# Autumn hunting photos



## OEH (15 September 2011)

In case anyone was wondering what Autumn hunting was like these photos, that I took yesterday, sum up for me the the very best of it.  It was the most beautiful morning.


[Commercial URL removed]

I hope you like them...


----------



## Devonshire dumpling (15 September 2011)

Thankyou for sharing!  Looked like a beautiful morning, and I loved the eyes on stalks photos, typical hunter pose! x


----------



## chestnut cob (15 September 2011)

Great photos - those with the sun rising in the background send shivers down my spine!


----------



## jsr (15 September 2011)

Really shouldn't have looked at these while sat in my boring office with the sun belting down outside.  

Absolutely beautiful pictures! Can't wait our first meet is 24th Sept and I'm giddy as kipper..although horse is still very hairy and needs clipping, fittening isn't going too well (mine not his..he's bouncing!!) and I still need to find a warm hacking jacket! Other than that I'm ready to roll!!


----------



## Cobwanted (15 September 2011)

Lovely photos - hoping to realise a dream and go hunting for the first next week at the grand old age of 44!!


----------



## jsr (15 September 2011)

Cobwanted said:



			Lovely photos - hoping to realise a dream and go hunting for the first next week at the grand old age of 44!!
		
Click to expand...

Do it!! I went for the first time last year (drag hunting in our area) at the age of 41!! I screamed like a kid and didn't stop grinning for days after wards! It's sent my cob loopy and he bounces all the time now whenever we go anywhere in the lorry but I still can't wait til this season!!   I don't jump many but still have a great day and the people are so friendly and welcoming, it was a dream come true for me too and worth the wait.   Enjoy.


----------



## Amymay (15 September 2011)

Lovely - what a wonderful morning to be out.


----------



## Kenzo (15 September 2011)

Ooow lovely, really like 4, 8 and the last one in the wagon, it was a beauty of a morning this morning, I got up at 6:45 and thought to myself if only I'd of got up at 6am then I could of got my backside into gear and got out for a ride this morning. 

Thank you for sharing.


----------



## Festive_Felicitations (15 September 2011)

Lovely photos! Thank you so much for sharing.

I was wondering, how do you carry your camera? I'm alway worried about loosing or smashing mine.


----------



## Clava (15 September 2011)

Cobwanted said:



			Lovely photos - hoping to realise a dream and go hunting for the first next week at the grand old age of 44!!
		
Click to expand...

I'm hoping to go out with the bloodhounds on Sunday (training meet) for the first time and I'm 45!


----------



## OEH (15 September 2011)

Thanks all !!!

▸ RECORDS SUPPLIED
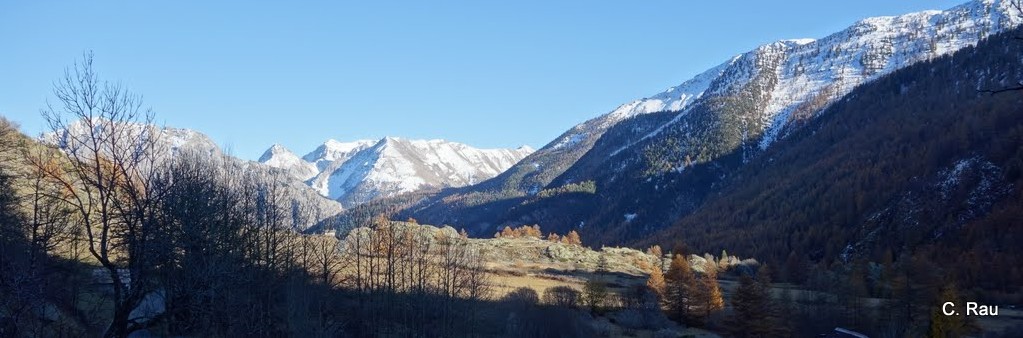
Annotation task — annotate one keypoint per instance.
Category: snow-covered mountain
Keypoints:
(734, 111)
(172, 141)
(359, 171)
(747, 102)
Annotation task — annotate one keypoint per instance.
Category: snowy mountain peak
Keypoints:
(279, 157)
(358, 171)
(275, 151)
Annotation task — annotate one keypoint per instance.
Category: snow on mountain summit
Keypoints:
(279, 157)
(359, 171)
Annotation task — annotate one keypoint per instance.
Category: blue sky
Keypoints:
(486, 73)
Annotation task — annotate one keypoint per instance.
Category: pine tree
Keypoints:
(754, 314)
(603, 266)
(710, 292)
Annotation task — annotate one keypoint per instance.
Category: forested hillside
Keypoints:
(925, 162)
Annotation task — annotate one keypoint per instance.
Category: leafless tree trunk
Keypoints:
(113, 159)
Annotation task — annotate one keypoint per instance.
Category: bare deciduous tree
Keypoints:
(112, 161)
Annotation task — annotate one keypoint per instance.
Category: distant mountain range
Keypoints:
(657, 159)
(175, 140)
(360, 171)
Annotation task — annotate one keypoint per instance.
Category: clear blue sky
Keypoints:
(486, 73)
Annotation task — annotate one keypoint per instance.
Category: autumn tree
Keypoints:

▸ GIVEN INSTRUCTION
Retype the autumn hunting thread word for word, from "Really shouldn't have" to "Cobwanted (15 September 2011)".

▸ TASK SOLUTION
Really shouldn't have looked at these while sat in my boring office with the sun belting down outside.  

Absolutely beautiful pictures! Can't wait our first meet is 24th Sept and I'm giddy as kipper..although horse is still very hairy and needs clipping, fittening isn't going too well (mine not his..he's bouncing!!) and I still need to find a warm hacking jacket! Other than that I'm ready to roll!!


----------



## Cobwanted (15 September 2011)